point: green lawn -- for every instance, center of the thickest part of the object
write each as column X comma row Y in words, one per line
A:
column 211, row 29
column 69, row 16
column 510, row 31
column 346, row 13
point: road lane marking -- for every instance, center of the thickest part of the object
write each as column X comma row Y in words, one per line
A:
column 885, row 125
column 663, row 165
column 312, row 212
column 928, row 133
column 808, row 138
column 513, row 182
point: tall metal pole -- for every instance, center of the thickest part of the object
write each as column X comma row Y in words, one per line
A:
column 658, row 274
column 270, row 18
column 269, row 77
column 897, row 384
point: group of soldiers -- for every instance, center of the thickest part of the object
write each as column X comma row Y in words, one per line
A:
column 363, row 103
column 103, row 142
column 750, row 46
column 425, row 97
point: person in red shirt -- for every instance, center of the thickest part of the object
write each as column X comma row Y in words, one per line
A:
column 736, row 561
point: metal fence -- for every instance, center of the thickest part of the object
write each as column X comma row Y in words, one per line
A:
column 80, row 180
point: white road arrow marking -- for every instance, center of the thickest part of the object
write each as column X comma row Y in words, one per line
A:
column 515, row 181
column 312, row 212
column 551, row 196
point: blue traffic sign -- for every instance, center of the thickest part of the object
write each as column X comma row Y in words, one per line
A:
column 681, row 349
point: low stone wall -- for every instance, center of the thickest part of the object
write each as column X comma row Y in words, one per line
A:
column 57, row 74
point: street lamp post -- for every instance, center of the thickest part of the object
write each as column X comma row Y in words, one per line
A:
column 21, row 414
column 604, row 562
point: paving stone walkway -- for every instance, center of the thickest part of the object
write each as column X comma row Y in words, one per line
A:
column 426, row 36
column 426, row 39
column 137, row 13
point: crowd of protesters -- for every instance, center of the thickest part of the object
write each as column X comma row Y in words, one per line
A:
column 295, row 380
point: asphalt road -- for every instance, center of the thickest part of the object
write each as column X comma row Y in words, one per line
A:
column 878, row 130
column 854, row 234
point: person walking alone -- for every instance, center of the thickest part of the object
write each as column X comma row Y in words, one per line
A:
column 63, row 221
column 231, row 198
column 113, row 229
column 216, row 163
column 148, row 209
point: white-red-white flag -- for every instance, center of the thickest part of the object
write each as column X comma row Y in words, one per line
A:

> BRIEF
Starting at the line containing "point: low stone" and ending at the line containing "column 57, row 74", convert those lines of the items above into a JSON list of strings. Use one string per line and omit any blank lines.

> TASK RESULT
[
  "point: low stone wall -- for every instance, center of the thickest part of the object",
  "write each as column X comma row Y in words, one per line",
  "A:",
  "column 57, row 74"
]